• **Request**
In the material below, give the lines as a numbered list, running from the line containing "Please place a point on the dark" up to and including the line containing "column 346, row 197". Leave out any blank lines.

• **Data section**
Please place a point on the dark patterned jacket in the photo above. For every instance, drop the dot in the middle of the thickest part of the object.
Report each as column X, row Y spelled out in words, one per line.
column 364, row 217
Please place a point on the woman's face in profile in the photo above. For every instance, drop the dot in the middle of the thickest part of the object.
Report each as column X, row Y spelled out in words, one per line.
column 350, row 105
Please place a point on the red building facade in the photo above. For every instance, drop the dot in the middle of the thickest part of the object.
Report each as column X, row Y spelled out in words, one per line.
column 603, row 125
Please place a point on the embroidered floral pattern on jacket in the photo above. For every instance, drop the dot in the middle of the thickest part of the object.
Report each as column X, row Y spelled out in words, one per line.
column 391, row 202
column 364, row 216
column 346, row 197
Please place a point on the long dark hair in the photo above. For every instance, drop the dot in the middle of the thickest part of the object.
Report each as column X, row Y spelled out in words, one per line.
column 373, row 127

* * *

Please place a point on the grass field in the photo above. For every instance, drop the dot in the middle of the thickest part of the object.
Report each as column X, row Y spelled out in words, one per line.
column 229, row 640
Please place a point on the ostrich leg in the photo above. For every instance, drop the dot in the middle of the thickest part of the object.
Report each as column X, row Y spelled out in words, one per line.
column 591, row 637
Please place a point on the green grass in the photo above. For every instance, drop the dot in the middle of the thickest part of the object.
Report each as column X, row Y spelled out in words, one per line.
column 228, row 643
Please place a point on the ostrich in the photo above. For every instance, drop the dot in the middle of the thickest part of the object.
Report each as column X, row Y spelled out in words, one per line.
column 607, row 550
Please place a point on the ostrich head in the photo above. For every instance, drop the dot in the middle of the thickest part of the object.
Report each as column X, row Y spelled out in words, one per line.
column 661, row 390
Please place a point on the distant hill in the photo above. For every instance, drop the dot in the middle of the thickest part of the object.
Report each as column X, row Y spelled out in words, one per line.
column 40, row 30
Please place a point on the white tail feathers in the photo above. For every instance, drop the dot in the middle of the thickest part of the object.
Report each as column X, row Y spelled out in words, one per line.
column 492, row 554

• **Result**
1. Please place a point on the dark patterned jacket in the photo above. For every instance, drop the dot in the middle of the thickest part of the object.
2. Report each as column X, row Y spelled out in words, one per line.
3. column 364, row 217
4. Please place a point on the woman's face in profile in the photo above. For every instance, drop the dot in the middle of the thickest part of the object.
5. Report each as column X, row Y spelled out in words, one per line.
6. column 350, row 105
7. Please place a point on the red building facade in the photo above. For every instance, drop the dot in the middle of the thickest part of the object.
8. Report each as column X, row Y spelled out in words, one per line.
9. column 603, row 125
10. Please place a point on the embroidered floral pattern on jacket in the photo above. For every instance, drop the dot in the middle of the thickest part of the object.
11. Report each as column X, row Y spelled out in words, one per line.
12. column 391, row 202
13. column 364, row 216
14. column 346, row 197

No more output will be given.